Referring expression data
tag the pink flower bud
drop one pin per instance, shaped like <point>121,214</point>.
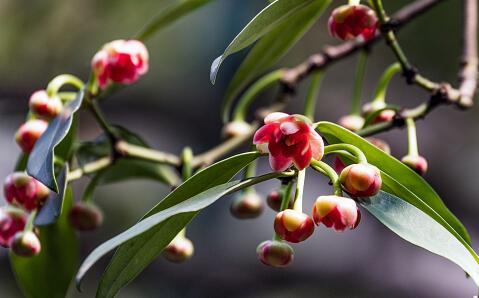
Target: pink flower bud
<point>247,205</point>
<point>293,226</point>
<point>25,191</point>
<point>351,122</point>
<point>28,134</point>
<point>361,180</point>
<point>417,163</point>
<point>26,244</point>
<point>12,221</point>
<point>85,216</point>
<point>336,212</point>
<point>290,139</point>
<point>350,21</point>
<point>179,250</point>
<point>275,253</point>
<point>43,106</point>
<point>120,61</point>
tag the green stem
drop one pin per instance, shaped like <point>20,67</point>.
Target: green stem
<point>412,138</point>
<point>312,96</point>
<point>358,82</point>
<point>250,94</point>
<point>381,89</point>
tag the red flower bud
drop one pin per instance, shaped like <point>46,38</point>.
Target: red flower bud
<point>23,190</point>
<point>26,244</point>
<point>289,139</point>
<point>361,180</point>
<point>179,250</point>
<point>28,134</point>
<point>85,216</point>
<point>417,163</point>
<point>350,21</point>
<point>12,221</point>
<point>293,226</point>
<point>275,253</point>
<point>351,122</point>
<point>120,61</point>
<point>236,129</point>
<point>336,212</point>
<point>43,106</point>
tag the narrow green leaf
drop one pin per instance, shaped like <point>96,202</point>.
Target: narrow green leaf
<point>419,192</point>
<point>271,48</point>
<point>420,229</point>
<point>265,21</point>
<point>169,15</point>
<point>133,256</point>
<point>50,274</point>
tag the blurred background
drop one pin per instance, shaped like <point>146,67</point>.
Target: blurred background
<point>175,105</point>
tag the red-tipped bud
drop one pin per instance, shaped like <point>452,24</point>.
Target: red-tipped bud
<point>351,122</point>
<point>293,226</point>
<point>380,144</point>
<point>85,216</point>
<point>179,250</point>
<point>236,129</point>
<point>43,106</point>
<point>336,212</point>
<point>23,190</point>
<point>26,244</point>
<point>351,21</point>
<point>275,253</point>
<point>120,61</point>
<point>12,221</point>
<point>247,205</point>
<point>361,180</point>
<point>417,163</point>
<point>28,134</point>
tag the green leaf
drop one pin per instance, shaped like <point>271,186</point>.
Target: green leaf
<point>171,14</point>
<point>41,161</point>
<point>399,179</point>
<point>271,48</point>
<point>420,229</point>
<point>265,21</point>
<point>49,274</point>
<point>133,256</point>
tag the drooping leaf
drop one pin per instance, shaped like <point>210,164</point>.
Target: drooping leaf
<point>169,15</point>
<point>133,256</point>
<point>41,161</point>
<point>420,229</point>
<point>403,181</point>
<point>265,21</point>
<point>271,47</point>
<point>50,274</point>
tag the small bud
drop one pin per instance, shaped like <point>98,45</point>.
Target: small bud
<point>12,221</point>
<point>23,190</point>
<point>28,134</point>
<point>85,216</point>
<point>236,129</point>
<point>351,122</point>
<point>179,250</point>
<point>293,226</point>
<point>361,180</point>
<point>417,163</point>
<point>120,61</point>
<point>380,144</point>
<point>336,212</point>
<point>275,253</point>
<point>26,244</point>
<point>351,21</point>
<point>43,106</point>
<point>247,205</point>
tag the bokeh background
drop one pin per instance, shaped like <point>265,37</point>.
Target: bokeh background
<point>175,105</point>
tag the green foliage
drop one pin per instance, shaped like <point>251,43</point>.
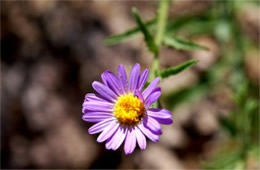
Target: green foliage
<point>177,69</point>
<point>220,22</point>
<point>147,35</point>
<point>180,44</point>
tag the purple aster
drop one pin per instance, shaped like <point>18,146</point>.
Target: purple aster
<point>122,112</point>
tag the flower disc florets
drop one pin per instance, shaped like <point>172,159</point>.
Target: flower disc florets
<point>129,109</point>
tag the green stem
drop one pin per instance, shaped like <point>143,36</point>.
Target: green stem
<point>161,24</point>
<point>162,19</point>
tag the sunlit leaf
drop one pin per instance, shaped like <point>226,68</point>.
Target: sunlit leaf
<point>177,69</point>
<point>180,44</point>
<point>115,39</point>
<point>147,35</point>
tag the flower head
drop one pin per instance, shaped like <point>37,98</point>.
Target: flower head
<point>122,112</point>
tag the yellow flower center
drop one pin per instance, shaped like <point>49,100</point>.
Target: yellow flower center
<point>129,109</point>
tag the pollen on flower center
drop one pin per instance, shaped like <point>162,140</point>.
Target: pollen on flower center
<point>129,109</point>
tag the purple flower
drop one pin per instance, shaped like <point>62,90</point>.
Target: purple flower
<point>122,112</point>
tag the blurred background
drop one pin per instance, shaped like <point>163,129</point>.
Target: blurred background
<point>52,51</point>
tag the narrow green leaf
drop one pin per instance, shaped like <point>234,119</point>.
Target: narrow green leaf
<point>147,35</point>
<point>177,69</point>
<point>115,39</point>
<point>181,44</point>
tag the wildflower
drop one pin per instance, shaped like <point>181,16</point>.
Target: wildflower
<point>122,110</point>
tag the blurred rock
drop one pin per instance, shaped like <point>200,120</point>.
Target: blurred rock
<point>65,145</point>
<point>173,136</point>
<point>206,57</point>
<point>158,157</point>
<point>186,79</point>
<point>205,119</point>
<point>19,150</point>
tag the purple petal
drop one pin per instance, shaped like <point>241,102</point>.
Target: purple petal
<point>151,87</point>
<point>96,116</point>
<point>104,91</point>
<point>130,142</point>
<point>109,142</point>
<point>139,95</point>
<point>134,77</point>
<point>97,106</point>
<point>111,81</point>
<point>92,96</point>
<point>143,79</point>
<point>154,137</point>
<point>153,97</point>
<point>161,115</point>
<point>117,139</point>
<point>152,124</point>
<point>122,78</point>
<point>140,139</point>
<point>108,132</point>
<point>100,126</point>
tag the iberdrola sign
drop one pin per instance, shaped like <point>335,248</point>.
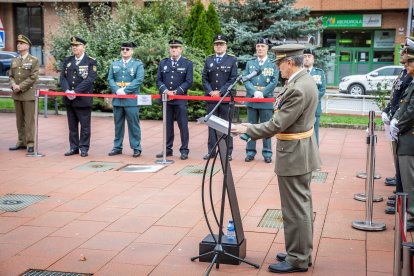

- [Task to complete]:
Your answer must be an exact copy of the records, with every picture left out.

- [Solution below]:
tag the pink flower bud
drop one pin per instance, shaped like <point>121,214</point>.
Target: pink flower bud
<point>247,205</point>
<point>293,226</point>
<point>25,191</point>
<point>351,122</point>
<point>28,134</point>
<point>361,180</point>
<point>417,163</point>
<point>26,244</point>
<point>12,221</point>
<point>85,216</point>
<point>336,212</point>
<point>290,139</point>
<point>350,21</point>
<point>179,250</point>
<point>275,253</point>
<point>43,106</point>
<point>120,61</point>
tag the green stem
drop one pin per instance, shaped like <point>20,67</point>.
Target: green stem
<point>412,138</point>
<point>312,96</point>
<point>358,82</point>
<point>250,94</point>
<point>381,89</point>
tag the red flower bud
drop one pin per instance, shaped like <point>46,38</point>.
Target: red flower bud
<point>23,190</point>
<point>26,244</point>
<point>289,139</point>
<point>361,180</point>
<point>179,250</point>
<point>28,134</point>
<point>85,216</point>
<point>417,163</point>
<point>350,21</point>
<point>12,221</point>
<point>293,226</point>
<point>275,253</point>
<point>351,122</point>
<point>120,61</point>
<point>236,129</point>
<point>336,212</point>
<point>43,106</point>
tag the narrow green leaf
drop one pin per instance, shaped like <point>96,202</point>.
Target: narrow green leaf
<point>419,192</point>
<point>271,48</point>
<point>420,229</point>
<point>265,21</point>
<point>169,15</point>
<point>133,256</point>
<point>50,274</point>
tag the blurred background
drop one pin per instance, shaped like <point>146,67</point>.
Target: blurred background
<point>175,105</point>
tag the red-tipped bud
drop one pin per instance, shaped like <point>452,24</point>.
Target: red-tipped bud
<point>351,122</point>
<point>293,226</point>
<point>380,144</point>
<point>85,216</point>
<point>179,250</point>
<point>236,129</point>
<point>43,106</point>
<point>336,212</point>
<point>23,190</point>
<point>26,244</point>
<point>351,21</point>
<point>275,253</point>
<point>120,61</point>
<point>12,221</point>
<point>247,205</point>
<point>361,180</point>
<point>417,163</point>
<point>28,134</point>
tag the green leaf
drop one pin per instance, shaped like <point>271,186</point>.
Target: green leaf
<point>171,14</point>
<point>41,161</point>
<point>399,179</point>
<point>271,48</point>
<point>420,229</point>
<point>265,21</point>
<point>49,274</point>
<point>133,256</point>
tag the drooping leaf
drop one pin per instance, shaped like <point>210,164</point>.
Target: drooping leaf
<point>169,15</point>
<point>133,256</point>
<point>41,161</point>
<point>420,229</point>
<point>403,181</point>
<point>265,21</point>
<point>271,47</point>
<point>50,274</point>
tag the small bud
drop one pin per instance, shaped like <point>98,45</point>.
Target: small bud
<point>12,221</point>
<point>23,190</point>
<point>28,134</point>
<point>85,216</point>
<point>236,129</point>
<point>351,122</point>
<point>179,250</point>
<point>293,226</point>
<point>361,180</point>
<point>417,163</point>
<point>120,61</point>
<point>380,144</point>
<point>336,212</point>
<point>275,253</point>
<point>26,244</point>
<point>351,21</point>
<point>43,106</point>
<point>247,205</point>
tag the bokeh background
drop one pin per instance, shaped like <point>265,37</point>.
Target: bokeh background
<point>175,105</point>
tag the green foliage
drop one pin per instance, shaped like <point>251,43</point>.
Target: green foliage
<point>177,69</point>
<point>220,22</point>
<point>147,35</point>
<point>180,44</point>
tag the purple aster
drop one pin per instance, shaped like <point>18,146</point>.
Target: purple aster
<point>122,112</point>
tag the flower disc florets
drop one pin per instance, shaped like <point>172,159</point>.
Target: flower disc florets
<point>129,109</point>
tag the green stem
drop one pin per instance, shaped like <point>143,36</point>.
Target: green stem
<point>161,24</point>
<point>162,19</point>
tag the sunlit leaf
drop one pin per instance, shaped like <point>226,68</point>.
Target: sunlit leaf
<point>177,69</point>
<point>180,44</point>
<point>115,39</point>
<point>147,35</point>
tag the flower head
drop one pin per instance, shaped like <point>37,98</point>.
Target: flower head
<point>122,112</point>
tag the yellow flower center
drop one pin per instance, shaped like <point>49,100</point>.
Target: yellow flower center
<point>129,109</point>
tag the pollen on flower center
drop one pin per instance, shaped like <point>162,140</point>.
Target: pollen on flower center
<point>129,109</point>
tag the purple flower
drop one pin per instance, shaped like <point>62,90</point>.
Target: purple flower
<point>122,112</point>
tag the blurred background
drop one pin per instance, shaped like <point>163,129</point>.
Target: blurred background
<point>52,51</point>
tag the narrow green leaf
drop one pin per instance, shaped like <point>234,119</point>.
Target: narrow green leaf
<point>147,35</point>
<point>177,69</point>
<point>115,39</point>
<point>181,44</point>
tag the wildflower
drop one pin per instance, shaped like <point>181,16</point>.
Target: wildflower
<point>122,110</point>
tag the blurred rock
drop one pin per instance, shaped like <point>200,120</point>.
Target: blurred rock
<point>65,145</point>
<point>173,136</point>
<point>206,57</point>
<point>158,157</point>
<point>186,79</point>
<point>205,119</point>
<point>19,150</point>
tag the purple petal
drop one pin per instance, shaped like <point>241,102</point>.
Target: purple petal
<point>151,87</point>
<point>96,116</point>
<point>104,91</point>
<point>130,142</point>
<point>109,142</point>
<point>139,95</point>
<point>134,77</point>
<point>97,106</point>
<point>111,81</point>
<point>92,96</point>
<point>143,79</point>
<point>154,137</point>
<point>153,97</point>
<point>161,115</point>
<point>117,139</point>
<point>152,124</point>
<point>122,78</point>
<point>140,139</point>
<point>108,132</point>
<point>100,126</point>
tag the iberdrola sign
drop one pin per instance, shaped like <point>335,248</point>.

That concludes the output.